-------- Fragmento citado --------

Alucinación
Azorín dejó dicho que vivir es ver volver y así nos está sucediendo a nosotros con su literatura. Este genio pasó su vida oscilando entre las almas de nuestra literatura como abeja en el panal y esa miel cristalizada podemos degustarla hoy sin apenas deterioro por su duende prodigioso.
Mario Vargas Llosa contó cómo había renunciado a comprender los supuestos referentes del alicantino por medio de las lecturas que testificaban sus artículos, misión que dio por fracasada cuando vio que el rastro se perdía en oscuros corredores que amenazaban las telarañas y no garantizaban deleite ninguno.
En la vida es fundamental comprender que para unos el arte es el barro y para otros la pirámide, pero lo que nadie se explica es qué mente del periodo de los egipcios fue responsable de la perversión de los laberintos. Hay cosas que mejor no preguntarse y por eso mismo no tiene ningún sentido intentar ver la ambigüedad que reside en que uno de los más ilustres cantores del verano fuese casi siempre en compañía de un paraguas.
El aniversario del nacimiento de Azorín ha pasado por estos días solapado por el ruido electoral y la meteorología, y cuando pasen otros ciento cincuenta años estaremos igual en todos los sentidos. Es decir, no se recordarán los nombres de los políticos ni nuestro tiempo convulso y sí el escándalo de una prosa traslúcida que ha acunado desde su creación listas de nombres de viejas glorias cuya supervivencia se debe a la generosidad de su autor.

--------

Preguntas de comprensión:
1. Indica si cada afirmación coincide con el texto sobre Azorín y justifica cada respuesta con las palabras exactas del texto: (a) Vargas Llosa logró comprender los referentes de Azorín gracias a sus lecturas; (b) el aniversario del nacimiento de Azorín quedó tapado por el ruido electoral y la meteorología; (c) Azorín afirmó que vivir es ver volver.
2. Continúa el texto sobre Azorín a partir de su última oración.
Los datos no hacen falta para resolver nada aquí.

-------- Lista de datos --------

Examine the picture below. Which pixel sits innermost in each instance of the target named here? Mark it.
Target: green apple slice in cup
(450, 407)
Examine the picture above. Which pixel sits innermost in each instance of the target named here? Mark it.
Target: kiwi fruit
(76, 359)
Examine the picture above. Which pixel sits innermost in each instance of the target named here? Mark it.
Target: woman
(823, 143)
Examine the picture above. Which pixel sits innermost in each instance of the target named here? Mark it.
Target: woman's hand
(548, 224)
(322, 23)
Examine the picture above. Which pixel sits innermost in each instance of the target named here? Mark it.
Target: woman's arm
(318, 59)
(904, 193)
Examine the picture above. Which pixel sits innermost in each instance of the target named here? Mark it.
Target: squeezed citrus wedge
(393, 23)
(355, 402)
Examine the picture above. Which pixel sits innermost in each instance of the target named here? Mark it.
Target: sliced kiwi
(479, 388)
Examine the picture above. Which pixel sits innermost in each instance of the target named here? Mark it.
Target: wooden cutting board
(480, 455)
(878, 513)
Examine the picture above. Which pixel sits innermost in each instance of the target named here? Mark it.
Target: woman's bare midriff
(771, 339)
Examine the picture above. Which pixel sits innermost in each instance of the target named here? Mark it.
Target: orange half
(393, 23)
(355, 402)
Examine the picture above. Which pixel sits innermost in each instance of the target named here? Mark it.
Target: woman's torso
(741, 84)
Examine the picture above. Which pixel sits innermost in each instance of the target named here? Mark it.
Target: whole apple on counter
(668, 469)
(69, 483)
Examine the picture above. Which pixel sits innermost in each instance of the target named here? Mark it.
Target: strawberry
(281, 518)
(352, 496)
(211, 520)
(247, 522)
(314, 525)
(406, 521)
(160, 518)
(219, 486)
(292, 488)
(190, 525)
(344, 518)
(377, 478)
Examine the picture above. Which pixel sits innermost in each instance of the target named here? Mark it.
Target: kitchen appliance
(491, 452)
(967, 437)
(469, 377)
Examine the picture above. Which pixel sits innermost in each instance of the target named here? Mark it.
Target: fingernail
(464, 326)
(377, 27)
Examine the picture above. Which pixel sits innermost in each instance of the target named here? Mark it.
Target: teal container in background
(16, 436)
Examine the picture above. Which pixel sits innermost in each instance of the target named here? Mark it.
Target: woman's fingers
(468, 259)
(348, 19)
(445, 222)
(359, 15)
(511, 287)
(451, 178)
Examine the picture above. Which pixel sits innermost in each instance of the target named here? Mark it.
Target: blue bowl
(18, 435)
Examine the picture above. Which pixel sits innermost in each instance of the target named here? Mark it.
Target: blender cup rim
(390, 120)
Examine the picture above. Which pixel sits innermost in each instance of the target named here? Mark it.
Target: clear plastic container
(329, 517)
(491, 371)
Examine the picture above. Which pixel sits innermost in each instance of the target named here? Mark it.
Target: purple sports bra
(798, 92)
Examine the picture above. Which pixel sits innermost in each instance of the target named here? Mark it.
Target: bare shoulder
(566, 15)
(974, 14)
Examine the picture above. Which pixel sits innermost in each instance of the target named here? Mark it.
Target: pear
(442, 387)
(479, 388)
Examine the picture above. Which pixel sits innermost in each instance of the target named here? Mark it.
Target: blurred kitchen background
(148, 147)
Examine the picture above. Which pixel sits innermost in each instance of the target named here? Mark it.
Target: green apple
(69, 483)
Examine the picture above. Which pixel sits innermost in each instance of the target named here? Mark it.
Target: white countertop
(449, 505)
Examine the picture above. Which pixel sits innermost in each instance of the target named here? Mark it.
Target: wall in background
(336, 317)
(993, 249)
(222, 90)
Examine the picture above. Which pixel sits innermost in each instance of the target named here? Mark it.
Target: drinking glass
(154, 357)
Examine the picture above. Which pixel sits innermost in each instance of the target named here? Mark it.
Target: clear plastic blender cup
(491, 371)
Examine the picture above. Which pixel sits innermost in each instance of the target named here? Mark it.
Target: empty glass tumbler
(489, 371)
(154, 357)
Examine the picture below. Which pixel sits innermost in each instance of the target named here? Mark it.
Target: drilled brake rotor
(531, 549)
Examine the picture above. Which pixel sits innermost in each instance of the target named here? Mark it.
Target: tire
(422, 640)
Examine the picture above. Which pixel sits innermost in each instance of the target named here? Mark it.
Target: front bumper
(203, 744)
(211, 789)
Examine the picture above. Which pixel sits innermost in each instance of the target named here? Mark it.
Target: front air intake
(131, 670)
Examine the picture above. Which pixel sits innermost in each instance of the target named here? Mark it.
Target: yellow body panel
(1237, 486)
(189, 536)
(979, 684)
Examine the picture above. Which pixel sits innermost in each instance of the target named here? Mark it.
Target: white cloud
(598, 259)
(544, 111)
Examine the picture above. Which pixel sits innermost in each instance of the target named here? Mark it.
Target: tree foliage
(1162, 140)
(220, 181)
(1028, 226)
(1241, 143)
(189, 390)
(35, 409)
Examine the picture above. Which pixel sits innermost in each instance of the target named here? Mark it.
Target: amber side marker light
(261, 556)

--------

Respuestas:
1.
(a) No: «misión que dio por fracasada».
(b) Sí: «solapado por el ruido electoral y la meteorología».
(c) Sí: «Azorín dejó dicho que vivir es ver volver».

2.
Los malévolos aseguran que todo lo que salió de esa pluma eran paseos por vericuetos rurales, y quién no lo daría todo por volver a la esencia en estos primeros días del estío en los que no sabemos ya de la firmeza del suelo que pisamos. Creemos vivir en una alucinación cuando vemos a los mercenarios del ejército ruso amotinándose contra su jefe, y evocamos La casa Rusia y los intermediarios de Moscú como un ejemplo de lo que daban de sí la saturación de la Guerra Fría y las buenas artes de John le Carré, que se fue de este mundo con el lamento de que la realidad no hubiese superado su imaginación.
Para lo que han quedado los tonos grises, en una época signo de atracción decadente y ahora síntomas de mediocridad y carencia argumental que no habrían tolerado los lectores de entonces y nosotros consentimos a los periódicos y noticiarios. La culpa no es del color sino del dibujante, los delirios de grandeza frente a la sed de los pueblos, que van a parar al mismo depósito de chatarrería aunque los mueva distinto impulso.
Mientras los plutócratas del Este dudan si pulsar el botón que haga saltar por los aires la central nuclear más gigantesca de Europa, la rebelión está al alcance de cualquiera que decida reclinarse en el sillón esquinero de una pizzería de barrio con un libro de Juan Rulfo entre las manos.
A alguna hora le expulsarán del paraíso, pero antes habrá visto pasar por delante de sus ojos la belleza sucesiva del recuerdo y el olvido de Susana San Juan y no todos los desiertos terrenales compensan esos momentos.